### [Work to be completed]
From the records below, copy every line that contains the word "jersey".

-*-

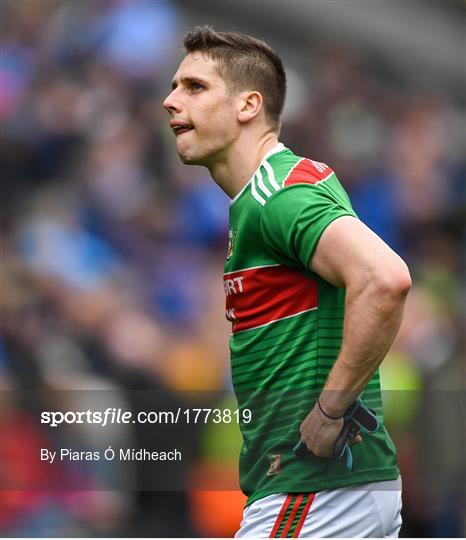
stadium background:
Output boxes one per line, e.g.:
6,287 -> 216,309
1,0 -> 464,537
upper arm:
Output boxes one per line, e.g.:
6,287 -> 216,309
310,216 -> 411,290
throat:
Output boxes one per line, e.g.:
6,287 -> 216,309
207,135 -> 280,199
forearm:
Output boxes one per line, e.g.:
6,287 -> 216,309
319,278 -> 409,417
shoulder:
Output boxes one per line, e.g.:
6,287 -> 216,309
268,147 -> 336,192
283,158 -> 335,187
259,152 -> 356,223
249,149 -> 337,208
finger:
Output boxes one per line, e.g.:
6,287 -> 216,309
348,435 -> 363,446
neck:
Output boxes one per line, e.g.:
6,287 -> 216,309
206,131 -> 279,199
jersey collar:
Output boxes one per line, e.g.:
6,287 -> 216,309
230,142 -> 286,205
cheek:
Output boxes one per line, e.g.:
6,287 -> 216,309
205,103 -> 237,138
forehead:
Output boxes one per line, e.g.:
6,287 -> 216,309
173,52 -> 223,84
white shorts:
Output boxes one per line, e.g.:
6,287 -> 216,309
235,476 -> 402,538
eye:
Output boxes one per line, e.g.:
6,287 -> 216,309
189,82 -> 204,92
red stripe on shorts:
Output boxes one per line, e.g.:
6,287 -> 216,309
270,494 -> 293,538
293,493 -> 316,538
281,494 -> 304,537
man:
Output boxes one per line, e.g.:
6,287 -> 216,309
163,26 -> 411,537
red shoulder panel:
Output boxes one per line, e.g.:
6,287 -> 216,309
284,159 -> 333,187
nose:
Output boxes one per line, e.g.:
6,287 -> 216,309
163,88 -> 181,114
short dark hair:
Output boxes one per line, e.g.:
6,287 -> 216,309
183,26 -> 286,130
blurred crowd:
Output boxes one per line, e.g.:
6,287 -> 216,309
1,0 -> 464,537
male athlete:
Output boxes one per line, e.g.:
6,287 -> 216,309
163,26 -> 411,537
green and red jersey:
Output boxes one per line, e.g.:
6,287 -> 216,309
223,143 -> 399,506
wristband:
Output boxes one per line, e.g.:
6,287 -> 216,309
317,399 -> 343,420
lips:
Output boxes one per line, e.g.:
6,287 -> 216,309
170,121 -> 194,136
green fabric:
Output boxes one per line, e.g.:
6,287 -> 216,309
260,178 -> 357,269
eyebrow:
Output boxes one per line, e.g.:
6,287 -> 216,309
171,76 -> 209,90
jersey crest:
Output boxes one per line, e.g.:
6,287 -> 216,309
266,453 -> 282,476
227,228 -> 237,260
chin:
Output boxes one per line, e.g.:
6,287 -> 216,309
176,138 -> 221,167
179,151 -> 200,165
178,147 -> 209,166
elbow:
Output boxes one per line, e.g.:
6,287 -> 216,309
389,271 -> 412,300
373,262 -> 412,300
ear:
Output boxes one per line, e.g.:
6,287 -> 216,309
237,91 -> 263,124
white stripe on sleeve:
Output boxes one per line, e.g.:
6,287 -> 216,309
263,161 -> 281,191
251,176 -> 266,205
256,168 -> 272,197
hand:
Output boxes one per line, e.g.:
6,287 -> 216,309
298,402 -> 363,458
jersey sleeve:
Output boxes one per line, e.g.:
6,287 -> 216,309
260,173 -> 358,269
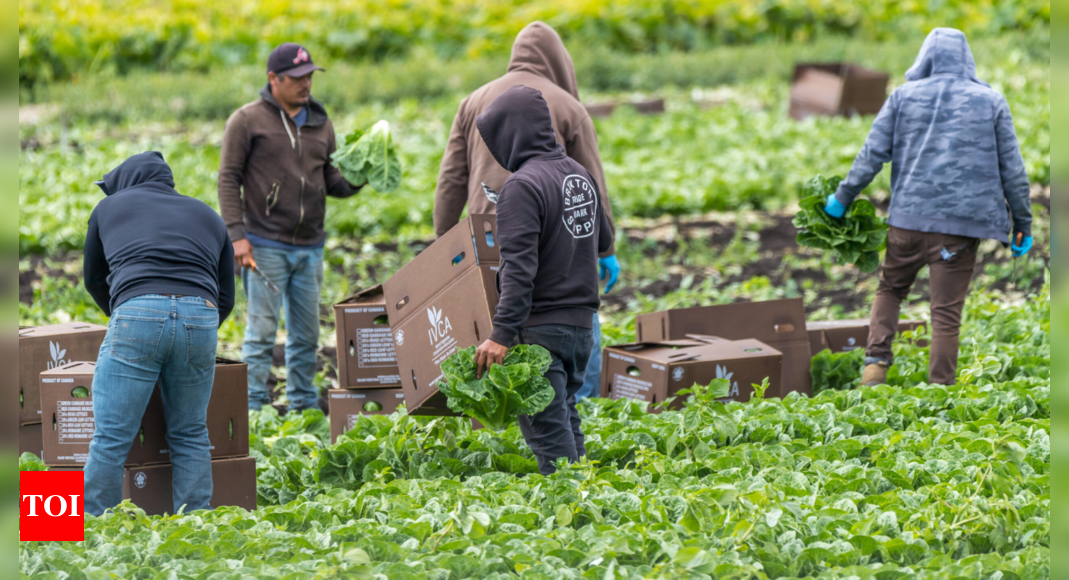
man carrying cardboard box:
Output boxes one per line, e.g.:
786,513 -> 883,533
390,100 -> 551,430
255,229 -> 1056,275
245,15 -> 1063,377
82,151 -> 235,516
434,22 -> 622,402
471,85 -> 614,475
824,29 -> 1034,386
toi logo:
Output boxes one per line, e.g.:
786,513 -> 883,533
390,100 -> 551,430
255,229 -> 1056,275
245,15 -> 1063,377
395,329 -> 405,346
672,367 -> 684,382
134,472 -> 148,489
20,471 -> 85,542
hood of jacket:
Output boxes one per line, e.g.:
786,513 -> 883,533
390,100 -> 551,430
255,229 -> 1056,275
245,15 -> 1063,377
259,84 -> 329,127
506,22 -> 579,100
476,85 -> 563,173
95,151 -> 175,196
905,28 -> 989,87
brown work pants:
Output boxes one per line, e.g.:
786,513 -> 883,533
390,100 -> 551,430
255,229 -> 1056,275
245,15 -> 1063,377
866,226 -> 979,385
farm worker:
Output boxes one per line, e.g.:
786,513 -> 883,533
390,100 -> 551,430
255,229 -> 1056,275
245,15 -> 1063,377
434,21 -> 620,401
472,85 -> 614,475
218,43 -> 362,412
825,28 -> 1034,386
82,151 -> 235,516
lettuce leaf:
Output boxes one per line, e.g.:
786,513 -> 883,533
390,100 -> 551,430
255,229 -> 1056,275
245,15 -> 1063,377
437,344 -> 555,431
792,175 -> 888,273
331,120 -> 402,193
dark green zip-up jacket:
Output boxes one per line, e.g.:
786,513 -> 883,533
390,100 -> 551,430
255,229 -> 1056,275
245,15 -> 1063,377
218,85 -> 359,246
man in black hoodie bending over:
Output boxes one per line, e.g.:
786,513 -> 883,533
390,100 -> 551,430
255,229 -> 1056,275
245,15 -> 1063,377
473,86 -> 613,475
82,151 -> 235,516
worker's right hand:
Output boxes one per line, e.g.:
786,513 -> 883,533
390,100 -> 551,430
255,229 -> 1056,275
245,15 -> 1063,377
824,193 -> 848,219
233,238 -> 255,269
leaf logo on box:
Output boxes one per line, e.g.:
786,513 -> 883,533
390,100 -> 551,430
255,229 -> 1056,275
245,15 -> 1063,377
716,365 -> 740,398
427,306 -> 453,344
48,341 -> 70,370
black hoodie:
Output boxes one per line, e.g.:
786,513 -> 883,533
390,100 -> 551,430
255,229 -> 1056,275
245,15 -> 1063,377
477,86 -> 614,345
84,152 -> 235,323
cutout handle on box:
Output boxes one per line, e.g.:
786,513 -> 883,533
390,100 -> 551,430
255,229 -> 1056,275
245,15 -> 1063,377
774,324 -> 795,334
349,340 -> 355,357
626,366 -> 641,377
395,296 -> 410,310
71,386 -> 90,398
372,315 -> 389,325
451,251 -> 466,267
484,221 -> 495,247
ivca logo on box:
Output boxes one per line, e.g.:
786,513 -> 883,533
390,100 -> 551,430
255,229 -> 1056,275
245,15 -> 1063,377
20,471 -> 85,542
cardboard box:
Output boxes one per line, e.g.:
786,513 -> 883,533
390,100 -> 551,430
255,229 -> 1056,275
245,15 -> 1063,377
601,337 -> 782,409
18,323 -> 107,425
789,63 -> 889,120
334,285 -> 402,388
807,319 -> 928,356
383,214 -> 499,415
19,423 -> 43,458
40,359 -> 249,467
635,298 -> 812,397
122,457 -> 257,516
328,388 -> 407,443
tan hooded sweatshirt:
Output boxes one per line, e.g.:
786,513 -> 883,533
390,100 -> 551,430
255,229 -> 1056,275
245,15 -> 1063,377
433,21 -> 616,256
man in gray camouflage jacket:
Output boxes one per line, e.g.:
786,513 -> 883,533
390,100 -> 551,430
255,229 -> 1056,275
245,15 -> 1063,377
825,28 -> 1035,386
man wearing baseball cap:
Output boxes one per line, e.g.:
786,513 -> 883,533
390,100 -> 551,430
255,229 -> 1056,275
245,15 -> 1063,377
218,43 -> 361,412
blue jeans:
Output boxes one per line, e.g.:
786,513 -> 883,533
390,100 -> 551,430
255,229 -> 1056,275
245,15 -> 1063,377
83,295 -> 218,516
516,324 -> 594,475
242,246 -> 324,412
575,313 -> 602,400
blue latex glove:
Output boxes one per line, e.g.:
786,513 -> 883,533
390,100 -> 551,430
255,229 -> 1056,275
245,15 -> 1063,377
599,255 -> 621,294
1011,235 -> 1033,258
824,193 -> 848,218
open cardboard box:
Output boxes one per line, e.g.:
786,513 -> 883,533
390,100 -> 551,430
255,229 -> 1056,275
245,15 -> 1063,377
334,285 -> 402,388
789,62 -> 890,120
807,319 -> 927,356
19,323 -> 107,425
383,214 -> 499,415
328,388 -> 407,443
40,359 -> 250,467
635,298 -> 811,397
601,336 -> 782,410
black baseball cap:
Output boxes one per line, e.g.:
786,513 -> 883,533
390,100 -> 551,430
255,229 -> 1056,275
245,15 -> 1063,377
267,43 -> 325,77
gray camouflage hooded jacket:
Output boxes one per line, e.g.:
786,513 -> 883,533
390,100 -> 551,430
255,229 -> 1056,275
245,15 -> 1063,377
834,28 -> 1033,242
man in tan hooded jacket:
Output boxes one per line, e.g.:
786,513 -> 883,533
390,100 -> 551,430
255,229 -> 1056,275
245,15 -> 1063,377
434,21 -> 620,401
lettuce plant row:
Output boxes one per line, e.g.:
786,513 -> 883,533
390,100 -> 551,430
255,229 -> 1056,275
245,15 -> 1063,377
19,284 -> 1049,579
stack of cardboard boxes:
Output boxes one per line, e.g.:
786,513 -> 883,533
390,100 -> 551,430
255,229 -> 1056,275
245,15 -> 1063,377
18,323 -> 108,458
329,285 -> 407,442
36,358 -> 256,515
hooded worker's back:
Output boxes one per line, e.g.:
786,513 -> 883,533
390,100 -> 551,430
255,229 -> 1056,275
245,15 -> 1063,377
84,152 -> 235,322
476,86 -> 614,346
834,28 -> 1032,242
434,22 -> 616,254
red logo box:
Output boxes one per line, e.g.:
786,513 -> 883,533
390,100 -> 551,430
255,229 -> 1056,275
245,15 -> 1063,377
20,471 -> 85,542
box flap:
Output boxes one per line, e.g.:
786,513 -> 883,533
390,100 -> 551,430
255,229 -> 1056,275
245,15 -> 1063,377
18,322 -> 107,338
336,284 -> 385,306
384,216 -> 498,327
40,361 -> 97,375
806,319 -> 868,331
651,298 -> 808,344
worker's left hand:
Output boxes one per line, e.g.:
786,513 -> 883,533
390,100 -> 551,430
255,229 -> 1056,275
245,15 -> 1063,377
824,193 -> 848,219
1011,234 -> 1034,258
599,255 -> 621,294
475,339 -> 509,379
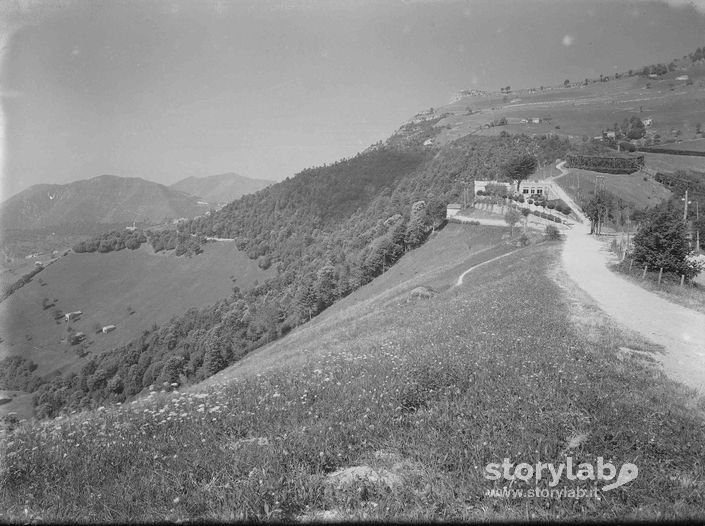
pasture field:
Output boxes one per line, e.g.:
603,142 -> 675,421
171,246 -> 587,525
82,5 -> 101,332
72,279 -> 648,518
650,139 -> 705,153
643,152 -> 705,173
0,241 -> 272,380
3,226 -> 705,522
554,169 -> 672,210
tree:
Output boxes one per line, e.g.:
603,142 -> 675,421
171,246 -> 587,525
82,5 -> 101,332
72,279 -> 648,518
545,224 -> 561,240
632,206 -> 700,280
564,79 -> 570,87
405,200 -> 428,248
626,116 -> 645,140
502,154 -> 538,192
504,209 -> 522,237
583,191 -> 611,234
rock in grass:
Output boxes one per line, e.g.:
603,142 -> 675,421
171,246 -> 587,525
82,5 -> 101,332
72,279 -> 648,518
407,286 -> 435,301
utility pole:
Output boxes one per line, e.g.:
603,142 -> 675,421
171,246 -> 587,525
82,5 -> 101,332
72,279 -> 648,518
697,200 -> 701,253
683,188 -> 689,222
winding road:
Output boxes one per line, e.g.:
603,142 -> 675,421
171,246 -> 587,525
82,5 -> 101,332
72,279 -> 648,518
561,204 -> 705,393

-*-

### [Solution for this task]
jersey collar:
green and red jersey:
jersey crest:
jersey sleeve:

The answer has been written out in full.